▶ [WHAT THIS EXERCISE ASKS]:
1) Revise the passage on the Mescal Movie Set: give again the part that opens with the words containing "Words by Dennis" and closes with "are not alone.", putting "Old Tucson Film Studios" wherever "Old Tucson Studios" appears.
2) Carry the passage on the Mescal Movie Set further, writing on from its final sentence.

▶ [DOCUMENT EXTRACT]:
↓↓↓

Words by Dennis Begin
What do the Harlem Globetrotters and Playboy Bunnies have in common? A strange question, but the answer is that both have visited the largely unknown Mescal Movie Set. Southwestern Arizona, known as ‘cowboy country', is immortalized by the Old Tucson Studios. This western movie set was built in 1939 by Columbia Pictures, for a movie called Arizona. Other films followed, with 215 movies and 28 TV series filmed on this location. John Wayne, one of the most popular actors, filmed four movies at the Old Tucson Studios. By the 1960s, the Old Tucson Studios had evolved into a movie studio and a western-themed park for tourists. Today there are a lot fewer movies made here, having moved to less commercial locations such as Mescal, Arizona. If you have never heard of Mescal, you are not alone.

↑↑↑

▶ [PROVIDED DATA]:
↓↓↓

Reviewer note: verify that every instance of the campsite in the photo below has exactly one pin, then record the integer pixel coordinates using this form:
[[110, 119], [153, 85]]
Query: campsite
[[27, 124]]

↑↑↑

▶ [WRITTEN ANSWERS]:
1)
Words by Dennis Begin
What do the Harlem Globetrotters and Playboy Bunnies have in common? A strange question, but the answer is that both have visited the largely unknown Mescal Movie Set. Southwestern Arizona, known as ‘cowboy country', is immortalized by the Old Tucson Film Studios. This western movie set was built in 1939 by Columbia Pictures, for a movie called Arizona. Other films followed, with 215 movies and 28 TV series filmed on this location. John Wayne, one of the most popular actors, filmed four movies at the Old Tucson Film Studios. By the 1960s, the Old Tucson Film Studios had evolved into a movie studio and a western-themed park for tourists. Today there are a lot fewer movies made here, having moved to less commercial locations such as Mescal, Arizona. If you have never heard of Mescal, you are not alone.

2)
Building Mescal
Mescal is just under 10 km (six mi) west from Benson, Az. on I-10. Exit 297 and drive approximately 6.5 km (four mi) north on the Mescal Road and look for the sign. Mescal is the sister studio of the Old Tucson Studios, who acquired the property in 1969 from the CBS Network when they needed a suitable site for two new TV series. Mescal looks like a western town of the 1880s, surrounded by the Sonoran Desert with the Rincon Mountains in the background. Close your eyes and you can imagine Clint Eastwood riding across the desert. Over the years, movie companies such as Metro-Goldwyn-Mayer have constructed new buildings when needed. Many buildings are more than just a façade, some will have four frontal sides, and be used in four different movies. Most buildings have multiple uses. In the movie Tombstone, the Oriental Saloon was used for gambling scenes as well as a pool hall where Morgan Earp was shot in the back. The Bird Cage Theater and Wyatt Earp's house are copies of the real buildings in Tombstone. Other buildings are locked to store paint cans, ladders and furniture, waiting for the carpenters and actors to return.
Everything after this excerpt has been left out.